• _EXTRAIT_:
------------
EXERCICE >> 1. Lisez « Les investigations et leur usage ».

LES INVESTIGATIONS ET LEUR USAGE

D’un jour à l’autre ou d’une semaine à l’autre, chacun peut être confronté à des circonstances fâcheuses ou indésirables. D’une façon ou d’une autre, chacun s’arrange pour endurer ces situations, convaincu qu’il n’y a pas grand-chose à faire pour améliorer son sort. Peut-être s’agit-il d’un projet que l’on a planifié pendant des mois au travail et qui ne donne pas les résultats escomptés, ou bien est-ce la productivité au bureau qui a dégringolé au cours du dernier trimestre, ou encore les travaux d’agrandissement de la maison qui prennent plus de temps que prévu. Ce genre de situations est monnaie courante pour bon nombre d’entre nous.
------------
Enregistrements d'annotation de détection
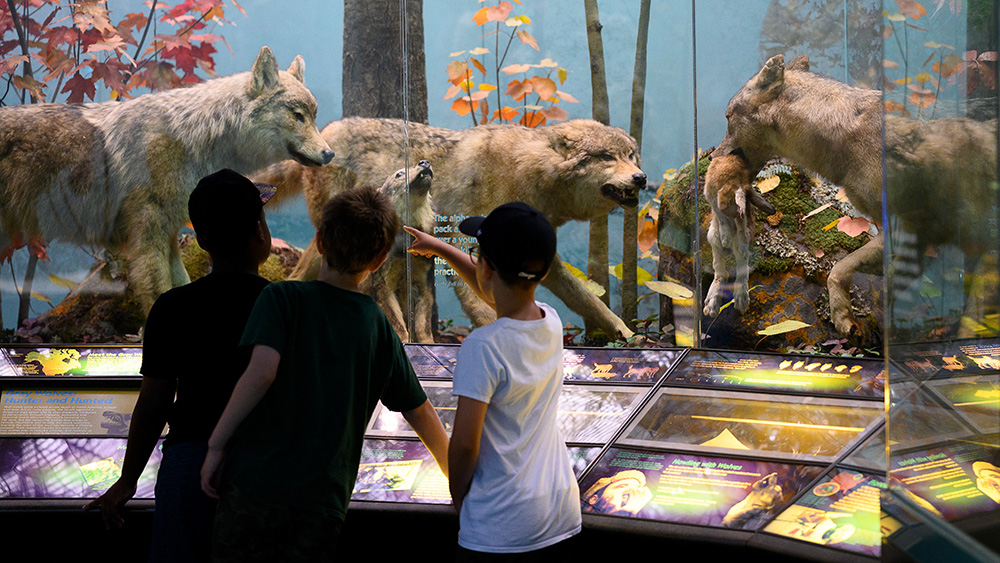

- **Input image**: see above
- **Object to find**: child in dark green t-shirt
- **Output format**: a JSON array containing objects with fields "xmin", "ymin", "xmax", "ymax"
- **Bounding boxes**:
[{"xmin": 202, "ymin": 189, "xmax": 448, "ymax": 561}]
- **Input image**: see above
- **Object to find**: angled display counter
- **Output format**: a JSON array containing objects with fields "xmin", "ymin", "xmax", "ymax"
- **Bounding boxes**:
[{"xmin": 0, "ymin": 344, "xmax": 1000, "ymax": 560}]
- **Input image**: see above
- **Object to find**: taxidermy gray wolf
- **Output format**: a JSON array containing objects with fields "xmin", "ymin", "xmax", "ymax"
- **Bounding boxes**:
[
  {"xmin": 713, "ymin": 55, "xmax": 997, "ymax": 334},
  {"xmin": 289, "ymin": 160, "xmax": 434, "ymax": 342},
  {"xmin": 0, "ymin": 47, "xmax": 333, "ymax": 311},
  {"xmin": 703, "ymin": 154, "xmax": 774, "ymax": 317},
  {"xmin": 254, "ymin": 117, "xmax": 646, "ymax": 336}
]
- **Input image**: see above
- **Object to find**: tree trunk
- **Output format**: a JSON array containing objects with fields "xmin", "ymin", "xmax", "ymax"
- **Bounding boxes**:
[
  {"xmin": 622, "ymin": 0, "xmax": 650, "ymax": 331},
  {"xmin": 584, "ymin": 0, "xmax": 611, "ymax": 333},
  {"xmin": 342, "ymin": 0, "xmax": 427, "ymax": 123}
]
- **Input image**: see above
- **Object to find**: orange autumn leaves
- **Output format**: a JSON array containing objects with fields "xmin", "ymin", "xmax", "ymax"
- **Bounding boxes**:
[{"xmin": 444, "ymin": 0, "xmax": 579, "ymax": 127}]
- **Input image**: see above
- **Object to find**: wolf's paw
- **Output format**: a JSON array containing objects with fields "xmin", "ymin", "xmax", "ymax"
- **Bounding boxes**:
[{"xmin": 831, "ymin": 311, "xmax": 861, "ymax": 336}]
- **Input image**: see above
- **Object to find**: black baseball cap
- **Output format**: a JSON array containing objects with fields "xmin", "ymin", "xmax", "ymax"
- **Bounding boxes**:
[
  {"xmin": 188, "ymin": 168, "xmax": 277, "ymax": 245},
  {"xmin": 458, "ymin": 201, "xmax": 556, "ymax": 281}
]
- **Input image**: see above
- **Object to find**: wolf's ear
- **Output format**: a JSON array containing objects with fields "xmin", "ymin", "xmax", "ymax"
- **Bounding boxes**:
[
  {"xmin": 785, "ymin": 53, "xmax": 809, "ymax": 72},
  {"xmin": 753, "ymin": 55, "xmax": 785, "ymax": 103},
  {"xmin": 250, "ymin": 45, "xmax": 280, "ymax": 96},
  {"xmin": 288, "ymin": 55, "xmax": 306, "ymax": 84}
]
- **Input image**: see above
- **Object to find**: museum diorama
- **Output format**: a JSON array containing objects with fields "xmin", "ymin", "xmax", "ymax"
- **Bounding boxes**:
[{"xmin": 0, "ymin": 0, "xmax": 1000, "ymax": 560}]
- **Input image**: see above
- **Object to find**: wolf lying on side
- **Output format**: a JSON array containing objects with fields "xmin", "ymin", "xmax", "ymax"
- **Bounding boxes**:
[
  {"xmin": 703, "ymin": 154, "xmax": 774, "ymax": 317},
  {"xmin": 0, "ymin": 47, "xmax": 333, "ymax": 311},
  {"xmin": 254, "ymin": 117, "xmax": 646, "ymax": 336},
  {"xmin": 713, "ymin": 55, "xmax": 997, "ymax": 334}
]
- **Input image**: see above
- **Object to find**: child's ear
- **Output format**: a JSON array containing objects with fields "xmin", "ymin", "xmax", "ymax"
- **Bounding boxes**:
[{"xmin": 313, "ymin": 233, "xmax": 326, "ymax": 256}]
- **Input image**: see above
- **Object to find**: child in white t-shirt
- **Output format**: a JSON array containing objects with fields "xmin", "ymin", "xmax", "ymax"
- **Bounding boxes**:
[{"xmin": 404, "ymin": 202, "xmax": 581, "ymax": 561}]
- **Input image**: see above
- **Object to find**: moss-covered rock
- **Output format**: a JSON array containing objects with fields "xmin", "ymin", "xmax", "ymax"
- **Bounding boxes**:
[{"xmin": 659, "ymin": 158, "xmax": 881, "ymax": 350}]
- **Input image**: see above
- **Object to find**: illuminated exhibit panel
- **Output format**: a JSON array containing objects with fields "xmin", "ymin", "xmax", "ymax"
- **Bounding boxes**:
[
  {"xmin": 889, "ymin": 436, "xmax": 1000, "ymax": 520},
  {"xmin": 0, "ymin": 346, "xmax": 142, "ymax": 377},
  {"xmin": 892, "ymin": 338, "xmax": 1000, "ymax": 379},
  {"xmin": 669, "ymin": 349, "xmax": 885, "ymax": 398},
  {"xmin": 0, "ymin": 346, "xmax": 152, "ymax": 503},
  {"xmin": 927, "ymin": 373, "xmax": 1000, "ymax": 434},
  {"xmin": 0, "ymin": 388, "xmax": 139, "ymax": 437},
  {"xmin": 580, "ymin": 447, "xmax": 822, "ymax": 530},
  {"xmin": 619, "ymin": 388, "xmax": 881, "ymax": 461},
  {"xmin": 764, "ymin": 467, "xmax": 898, "ymax": 557},
  {"xmin": 367, "ymin": 381, "xmax": 649, "ymax": 444}
]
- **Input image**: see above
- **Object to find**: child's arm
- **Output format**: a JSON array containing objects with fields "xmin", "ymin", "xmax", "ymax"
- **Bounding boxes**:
[
  {"xmin": 403, "ymin": 225, "xmax": 496, "ymax": 310},
  {"xmin": 403, "ymin": 400, "xmax": 448, "ymax": 477},
  {"xmin": 201, "ymin": 344, "xmax": 281, "ymax": 499},
  {"xmin": 83, "ymin": 377, "xmax": 177, "ymax": 530},
  {"xmin": 448, "ymin": 396, "xmax": 487, "ymax": 514}
]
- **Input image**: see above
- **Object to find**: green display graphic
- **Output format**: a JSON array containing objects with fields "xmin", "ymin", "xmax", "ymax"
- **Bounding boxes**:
[
  {"xmin": 0, "ymin": 389, "xmax": 139, "ymax": 436},
  {"xmin": 0, "ymin": 346, "xmax": 142, "ymax": 377},
  {"xmin": 764, "ymin": 469, "xmax": 886, "ymax": 557}
]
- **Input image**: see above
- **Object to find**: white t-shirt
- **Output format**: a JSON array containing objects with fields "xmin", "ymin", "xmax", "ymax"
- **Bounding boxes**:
[{"xmin": 452, "ymin": 303, "xmax": 581, "ymax": 553}]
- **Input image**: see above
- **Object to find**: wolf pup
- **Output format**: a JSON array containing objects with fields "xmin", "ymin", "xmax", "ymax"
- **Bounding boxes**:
[
  {"xmin": 703, "ymin": 154, "xmax": 774, "ymax": 317},
  {"xmin": 713, "ymin": 55, "xmax": 997, "ymax": 340},
  {"xmin": 0, "ymin": 47, "xmax": 333, "ymax": 311},
  {"xmin": 364, "ymin": 160, "xmax": 434, "ymax": 342},
  {"xmin": 255, "ymin": 117, "xmax": 646, "ymax": 336}
]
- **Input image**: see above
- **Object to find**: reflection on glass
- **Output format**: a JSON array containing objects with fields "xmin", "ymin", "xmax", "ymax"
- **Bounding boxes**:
[
  {"xmin": 0, "ymin": 438, "xmax": 162, "ymax": 499},
  {"xmin": 627, "ymin": 393, "xmax": 881, "ymax": 456}
]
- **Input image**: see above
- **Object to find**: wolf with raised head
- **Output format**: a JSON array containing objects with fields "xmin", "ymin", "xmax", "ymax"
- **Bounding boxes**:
[
  {"xmin": 713, "ymin": 55, "xmax": 997, "ymax": 340},
  {"xmin": 0, "ymin": 47, "xmax": 333, "ymax": 311},
  {"xmin": 703, "ymin": 154, "xmax": 774, "ymax": 317},
  {"xmin": 254, "ymin": 117, "xmax": 646, "ymax": 336},
  {"xmin": 368, "ymin": 160, "xmax": 434, "ymax": 342}
]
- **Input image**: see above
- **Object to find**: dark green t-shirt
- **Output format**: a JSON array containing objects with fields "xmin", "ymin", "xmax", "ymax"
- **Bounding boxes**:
[{"xmin": 225, "ymin": 281, "xmax": 427, "ymax": 518}]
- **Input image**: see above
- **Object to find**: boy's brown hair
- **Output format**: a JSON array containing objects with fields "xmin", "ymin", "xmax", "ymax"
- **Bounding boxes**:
[{"xmin": 319, "ymin": 188, "xmax": 399, "ymax": 274}]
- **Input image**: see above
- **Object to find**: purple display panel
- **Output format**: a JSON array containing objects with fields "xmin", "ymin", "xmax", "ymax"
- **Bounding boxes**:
[
  {"xmin": 563, "ymin": 348, "xmax": 683, "ymax": 383},
  {"xmin": 764, "ymin": 469, "xmax": 886, "ymax": 557},
  {"xmin": 0, "ymin": 438, "xmax": 162, "ymax": 499},
  {"xmin": 406, "ymin": 344, "xmax": 459, "ymax": 377},
  {"xmin": 669, "ymin": 350, "xmax": 885, "ymax": 398},
  {"xmin": 580, "ymin": 448, "xmax": 822, "ymax": 530},
  {"xmin": 892, "ymin": 338, "xmax": 1000, "ymax": 379},
  {"xmin": 0, "ymin": 346, "xmax": 142, "ymax": 377},
  {"xmin": 351, "ymin": 440, "xmax": 451, "ymax": 504},
  {"xmin": 889, "ymin": 442, "xmax": 1000, "ymax": 520}
]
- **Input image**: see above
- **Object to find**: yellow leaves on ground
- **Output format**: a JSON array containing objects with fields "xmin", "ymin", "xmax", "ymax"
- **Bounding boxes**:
[
  {"xmin": 645, "ymin": 280, "xmax": 694, "ymax": 299},
  {"xmin": 608, "ymin": 262, "xmax": 653, "ymax": 285},
  {"xmin": 757, "ymin": 174, "xmax": 781, "ymax": 194},
  {"xmin": 563, "ymin": 262, "xmax": 607, "ymax": 297}
]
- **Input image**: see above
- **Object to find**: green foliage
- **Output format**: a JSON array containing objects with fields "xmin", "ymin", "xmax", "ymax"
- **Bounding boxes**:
[
  {"xmin": 260, "ymin": 254, "xmax": 285, "ymax": 282},
  {"xmin": 803, "ymin": 209, "xmax": 868, "ymax": 253},
  {"xmin": 181, "ymin": 241, "xmax": 209, "ymax": 281},
  {"xmin": 754, "ymin": 254, "xmax": 795, "ymax": 276}
]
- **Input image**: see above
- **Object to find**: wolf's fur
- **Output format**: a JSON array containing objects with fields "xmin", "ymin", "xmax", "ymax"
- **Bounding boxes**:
[
  {"xmin": 0, "ymin": 47, "xmax": 333, "ymax": 311},
  {"xmin": 713, "ymin": 55, "xmax": 997, "ymax": 334},
  {"xmin": 255, "ymin": 118, "xmax": 646, "ymax": 335},
  {"xmin": 704, "ymin": 154, "xmax": 774, "ymax": 317},
  {"xmin": 364, "ymin": 160, "xmax": 434, "ymax": 342}
]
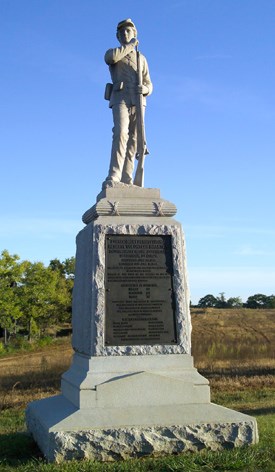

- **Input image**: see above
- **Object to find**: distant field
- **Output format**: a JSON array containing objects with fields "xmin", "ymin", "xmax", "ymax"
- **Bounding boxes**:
[
  {"xmin": 0, "ymin": 309, "xmax": 275, "ymax": 472},
  {"xmin": 0, "ymin": 308, "xmax": 275, "ymax": 409}
]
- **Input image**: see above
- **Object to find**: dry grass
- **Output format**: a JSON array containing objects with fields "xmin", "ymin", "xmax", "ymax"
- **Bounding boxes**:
[
  {"xmin": 0, "ymin": 339, "xmax": 72, "ymax": 410},
  {"xmin": 0, "ymin": 309, "xmax": 275, "ymax": 410}
]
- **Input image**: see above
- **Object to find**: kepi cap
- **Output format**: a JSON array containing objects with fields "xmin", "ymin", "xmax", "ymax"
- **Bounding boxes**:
[{"xmin": 117, "ymin": 18, "xmax": 136, "ymax": 31}]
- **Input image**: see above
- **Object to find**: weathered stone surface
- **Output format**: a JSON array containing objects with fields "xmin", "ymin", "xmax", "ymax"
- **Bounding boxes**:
[
  {"xmin": 49, "ymin": 422, "xmax": 254, "ymax": 462},
  {"xmin": 26, "ymin": 397, "xmax": 258, "ymax": 462},
  {"xmin": 82, "ymin": 183, "xmax": 177, "ymax": 224},
  {"xmin": 62, "ymin": 354, "xmax": 210, "ymax": 410},
  {"xmin": 26, "ymin": 186, "xmax": 258, "ymax": 462},
  {"xmin": 72, "ymin": 217, "xmax": 191, "ymax": 356}
]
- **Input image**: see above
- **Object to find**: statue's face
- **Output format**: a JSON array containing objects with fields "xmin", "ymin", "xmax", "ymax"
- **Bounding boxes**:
[{"xmin": 118, "ymin": 26, "xmax": 135, "ymax": 44}]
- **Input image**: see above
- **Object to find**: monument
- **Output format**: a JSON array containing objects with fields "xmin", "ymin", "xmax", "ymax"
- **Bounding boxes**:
[{"xmin": 26, "ymin": 19, "xmax": 258, "ymax": 462}]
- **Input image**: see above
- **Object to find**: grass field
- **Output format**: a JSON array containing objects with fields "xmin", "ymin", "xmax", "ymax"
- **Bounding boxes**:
[{"xmin": 0, "ymin": 309, "xmax": 275, "ymax": 472}]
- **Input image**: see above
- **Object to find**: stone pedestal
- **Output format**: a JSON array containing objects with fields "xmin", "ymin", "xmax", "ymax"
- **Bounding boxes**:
[{"xmin": 27, "ymin": 185, "xmax": 257, "ymax": 461}]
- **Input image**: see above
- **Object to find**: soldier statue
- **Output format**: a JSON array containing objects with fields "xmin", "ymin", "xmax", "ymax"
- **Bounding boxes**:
[{"xmin": 103, "ymin": 19, "xmax": 153, "ymax": 187}]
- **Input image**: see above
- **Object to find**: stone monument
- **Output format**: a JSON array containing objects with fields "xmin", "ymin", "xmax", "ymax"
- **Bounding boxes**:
[{"xmin": 26, "ymin": 20, "xmax": 257, "ymax": 462}]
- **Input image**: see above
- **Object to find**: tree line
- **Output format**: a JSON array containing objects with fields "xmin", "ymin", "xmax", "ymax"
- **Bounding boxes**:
[
  {"xmin": 196, "ymin": 292, "xmax": 275, "ymax": 309},
  {"xmin": 0, "ymin": 250, "xmax": 275, "ymax": 344},
  {"xmin": 0, "ymin": 250, "xmax": 75, "ymax": 344}
]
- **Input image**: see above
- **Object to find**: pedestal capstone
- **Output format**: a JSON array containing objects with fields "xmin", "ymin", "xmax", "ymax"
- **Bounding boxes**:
[{"xmin": 26, "ymin": 184, "xmax": 258, "ymax": 462}]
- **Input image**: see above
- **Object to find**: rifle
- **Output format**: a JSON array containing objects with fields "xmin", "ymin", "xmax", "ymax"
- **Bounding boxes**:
[{"xmin": 134, "ymin": 46, "xmax": 149, "ymax": 187}]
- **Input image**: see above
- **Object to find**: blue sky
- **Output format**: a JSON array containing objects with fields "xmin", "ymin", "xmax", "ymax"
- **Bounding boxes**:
[{"xmin": 0, "ymin": 0, "xmax": 275, "ymax": 302}]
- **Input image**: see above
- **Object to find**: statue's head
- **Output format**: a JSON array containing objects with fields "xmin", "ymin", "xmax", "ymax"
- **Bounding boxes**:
[{"xmin": 116, "ymin": 18, "xmax": 137, "ymax": 44}]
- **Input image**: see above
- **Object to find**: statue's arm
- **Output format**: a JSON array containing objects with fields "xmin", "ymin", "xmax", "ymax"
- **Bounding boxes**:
[
  {"xmin": 142, "ymin": 56, "xmax": 153, "ymax": 96},
  {"xmin": 104, "ymin": 44, "xmax": 135, "ymax": 65}
]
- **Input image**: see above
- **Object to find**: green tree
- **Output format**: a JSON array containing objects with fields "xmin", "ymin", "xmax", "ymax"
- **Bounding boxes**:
[
  {"xmin": 227, "ymin": 297, "xmax": 243, "ymax": 308},
  {"xmin": 215, "ymin": 292, "xmax": 227, "ymax": 308},
  {"xmin": 21, "ymin": 262, "xmax": 70, "ymax": 339},
  {"xmin": 0, "ymin": 250, "xmax": 26, "ymax": 344}
]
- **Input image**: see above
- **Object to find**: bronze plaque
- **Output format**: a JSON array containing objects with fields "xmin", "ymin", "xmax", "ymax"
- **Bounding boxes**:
[{"xmin": 105, "ymin": 235, "xmax": 177, "ymax": 346}]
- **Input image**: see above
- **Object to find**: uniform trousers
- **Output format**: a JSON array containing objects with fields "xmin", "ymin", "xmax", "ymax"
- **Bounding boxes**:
[{"xmin": 106, "ymin": 103, "xmax": 137, "ymax": 184}]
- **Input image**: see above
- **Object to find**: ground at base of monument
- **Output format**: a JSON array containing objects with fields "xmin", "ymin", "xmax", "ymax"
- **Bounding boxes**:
[{"xmin": 26, "ymin": 395, "xmax": 258, "ymax": 462}]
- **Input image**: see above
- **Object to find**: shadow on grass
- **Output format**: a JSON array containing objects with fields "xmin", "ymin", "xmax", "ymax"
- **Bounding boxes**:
[
  {"xmin": 239, "ymin": 407, "xmax": 275, "ymax": 416},
  {"xmin": 201, "ymin": 366, "xmax": 275, "ymax": 379},
  {"xmin": 0, "ymin": 433, "xmax": 43, "ymax": 466}
]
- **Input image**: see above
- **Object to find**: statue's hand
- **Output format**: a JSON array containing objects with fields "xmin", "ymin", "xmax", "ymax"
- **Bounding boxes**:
[
  {"xmin": 137, "ymin": 85, "xmax": 149, "ymax": 95},
  {"xmin": 129, "ymin": 38, "xmax": 138, "ymax": 48}
]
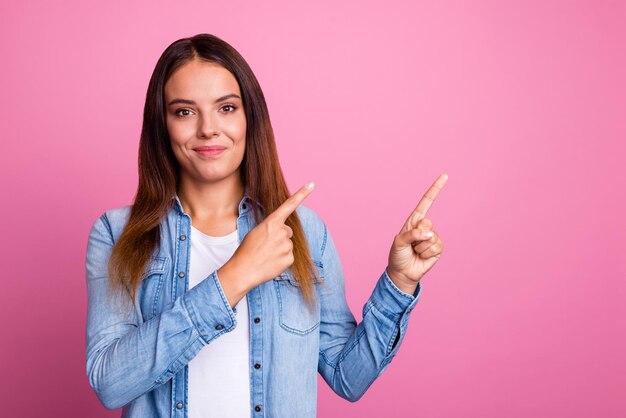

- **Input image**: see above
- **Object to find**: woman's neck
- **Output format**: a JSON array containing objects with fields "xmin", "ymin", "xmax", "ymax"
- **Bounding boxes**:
[{"xmin": 178, "ymin": 176, "xmax": 245, "ymax": 223}]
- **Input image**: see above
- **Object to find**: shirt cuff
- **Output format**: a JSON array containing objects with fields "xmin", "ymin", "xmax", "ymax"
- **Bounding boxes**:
[{"xmin": 372, "ymin": 269, "xmax": 422, "ymax": 320}]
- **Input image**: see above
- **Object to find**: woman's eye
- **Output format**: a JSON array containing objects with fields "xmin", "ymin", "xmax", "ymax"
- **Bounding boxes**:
[{"xmin": 174, "ymin": 109, "xmax": 191, "ymax": 116}]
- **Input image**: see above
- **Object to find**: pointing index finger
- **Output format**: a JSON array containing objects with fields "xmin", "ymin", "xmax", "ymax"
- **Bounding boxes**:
[
  {"xmin": 268, "ymin": 182, "xmax": 315, "ymax": 223},
  {"xmin": 413, "ymin": 173, "xmax": 448, "ymax": 219}
]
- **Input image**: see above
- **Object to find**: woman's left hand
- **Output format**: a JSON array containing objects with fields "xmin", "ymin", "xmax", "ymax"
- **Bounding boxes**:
[{"xmin": 387, "ymin": 174, "xmax": 448, "ymax": 294}]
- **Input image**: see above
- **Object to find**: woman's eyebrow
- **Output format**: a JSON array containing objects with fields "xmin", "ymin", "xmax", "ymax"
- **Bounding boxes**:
[{"xmin": 167, "ymin": 93, "xmax": 241, "ymax": 106}]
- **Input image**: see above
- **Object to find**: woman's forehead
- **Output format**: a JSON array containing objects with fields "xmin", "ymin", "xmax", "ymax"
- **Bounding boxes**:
[{"xmin": 165, "ymin": 59, "xmax": 241, "ymax": 101}]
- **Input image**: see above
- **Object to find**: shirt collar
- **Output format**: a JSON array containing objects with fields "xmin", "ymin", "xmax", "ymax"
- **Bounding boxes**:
[{"xmin": 172, "ymin": 187, "xmax": 263, "ymax": 214}]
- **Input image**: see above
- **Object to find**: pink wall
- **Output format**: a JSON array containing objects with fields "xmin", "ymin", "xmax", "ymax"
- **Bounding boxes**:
[{"xmin": 0, "ymin": 0, "xmax": 626, "ymax": 418}]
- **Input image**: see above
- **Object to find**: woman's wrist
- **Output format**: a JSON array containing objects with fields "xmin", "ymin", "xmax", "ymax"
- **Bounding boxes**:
[{"xmin": 216, "ymin": 259, "xmax": 252, "ymax": 308}]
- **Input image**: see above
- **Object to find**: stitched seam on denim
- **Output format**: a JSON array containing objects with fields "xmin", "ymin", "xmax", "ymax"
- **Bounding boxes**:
[
  {"xmin": 385, "ymin": 273, "xmax": 415, "ymax": 302},
  {"xmin": 381, "ymin": 324, "xmax": 402, "ymax": 356},
  {"xmin": 181, "ymin": 295, "xmax": 210, "ymax": 344},
  {"xmin": 320, "ymin": 222, "xmax": 328, "ymax": 258},
  {"xmin": 152, "ymin": 273, "xmax": 165, "ymax": 316},
  {"xmin": 172, "ymin": 214, "xmax": 182, "ymax": 301},
  {"xmin": 370, "ymin": 298, "xmax": 402, "ymax": 322},
  {"xmin": 273, "ymin": 280, "xmax": 320, "ymax": 335},
  {"xmin": 211, "ymin": 270, "xmax": 237, "ymax": 329},
  {"xmin": 320, "ymin": 327, "xmax": 366, "ymax": 369},
  {"xmin": 157, "ymin": 340, "xmax": 196, "ymax": 383},
  {"xmin": 101, "ymin": 212, "xmax": 115, "ymax": 245}
]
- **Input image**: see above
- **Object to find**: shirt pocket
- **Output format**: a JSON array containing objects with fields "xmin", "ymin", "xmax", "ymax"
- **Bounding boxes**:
[
  {"xmin": 273, "ymin": 261, "xmax": 324, "ymax": 335},
  {"xmin": 139, "ymin": 256, "xmax": 167, "ymax": 321}
]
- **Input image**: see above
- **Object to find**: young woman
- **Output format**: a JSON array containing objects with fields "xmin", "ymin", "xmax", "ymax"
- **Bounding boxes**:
[{"xmin": 86, "ymin": 34, "xmax": 447, "ymax": 418}]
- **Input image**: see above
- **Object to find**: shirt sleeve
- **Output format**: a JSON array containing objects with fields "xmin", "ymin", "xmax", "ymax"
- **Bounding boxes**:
[
  {"xmin": 318, "ymin": 225, "xmax": 422, "ymax": 402},
  {"xmin": 86, "ymin": 214, "xmax": 236, "ymax": 409}
]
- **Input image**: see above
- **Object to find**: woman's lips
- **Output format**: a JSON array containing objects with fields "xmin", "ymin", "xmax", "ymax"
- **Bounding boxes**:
[{"xmin": 193, "ymin": 147, "xmax": 226, "ymax": 156}]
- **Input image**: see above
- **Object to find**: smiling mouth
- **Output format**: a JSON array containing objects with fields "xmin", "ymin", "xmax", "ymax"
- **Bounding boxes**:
[{"xmin": 193, "ymin": 146, "xmax": 226, "ymax": 156}]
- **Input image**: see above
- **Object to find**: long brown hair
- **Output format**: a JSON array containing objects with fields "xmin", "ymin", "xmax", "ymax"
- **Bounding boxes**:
[{"xmin": 108, "ymin": 34, "xmax": 321, "ymax": 308}]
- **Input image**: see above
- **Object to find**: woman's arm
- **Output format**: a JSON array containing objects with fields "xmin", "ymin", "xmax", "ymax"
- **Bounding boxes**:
[
  {"xmin": 86, "ymin": 214, "xmax": 237, "ymax": 409},
  {"xmin": 318, "ymin": 225, "xmax": 421, "ymax": 402}
]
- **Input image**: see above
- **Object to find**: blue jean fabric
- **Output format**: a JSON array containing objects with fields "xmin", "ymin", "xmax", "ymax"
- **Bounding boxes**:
[{"xmin": 86, "ymin": 193, "xmax": 421, "ymax": 418}]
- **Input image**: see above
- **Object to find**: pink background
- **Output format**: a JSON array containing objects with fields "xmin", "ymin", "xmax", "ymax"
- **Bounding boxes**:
[{"xmin": 0, "ymin": 0, "xmax": 626, "ymax": 418}]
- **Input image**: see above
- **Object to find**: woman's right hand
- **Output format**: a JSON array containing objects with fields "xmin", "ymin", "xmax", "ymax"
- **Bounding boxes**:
[{"xmin": 217, "ymin": 183, "xmax": 314, "ymax": 306}]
------------
• _CONSIGNES_:
A. Recopiez sans rien changer le passage de l'extrait qui commence par les mots contenant « D’un jour à » et se termine par « nombre d’entre nous. ».
B. Résumez l'extrait en deux phrases.

• _RÉPONSES PAR CONSIGNE_:
A.
D’un jour à l’autre ou d’une semaine à l’autre, chacun peut être confronté à des circonstances fâcheuses ou indésirables. D’une façon ou d’une autre, chacun s’arrange pour endurer ces situations, convaincu qu’il n’y a pas grand-chose à faire pour améliorer son sort. Peut-être s’agit-il d’un projet que l’on a planifié pendant des mois au travail et qui ne donne pas les résultats escomptés, ou bien est-ce la productivité au bureau qui a dégringolé au cours du dernier trimestre, ou encore les travaux d’agrandissement de la maison qui prennent plus de temps que prévu. Ce genre de situations est monnaie courante pour bon nombre d’entre nous.

B. D'un jour ou d'une semaine à l'autre, chacun peut se trouver face à des circonstances fâcheuses ou indésirables, et s'arrange pour les endurer, convaincu qu'il n'y a pas grand-chose à faire pour améliorer son sort. Qu'il s'agisse d'un projet de travail qui ne donne pas les résultats escomptés, d'une productivité en chute au bureau ou de travaux d'agrandissement plus longs que prévu, ces situations sont monnaie courante pour bon nombre d'entre nous.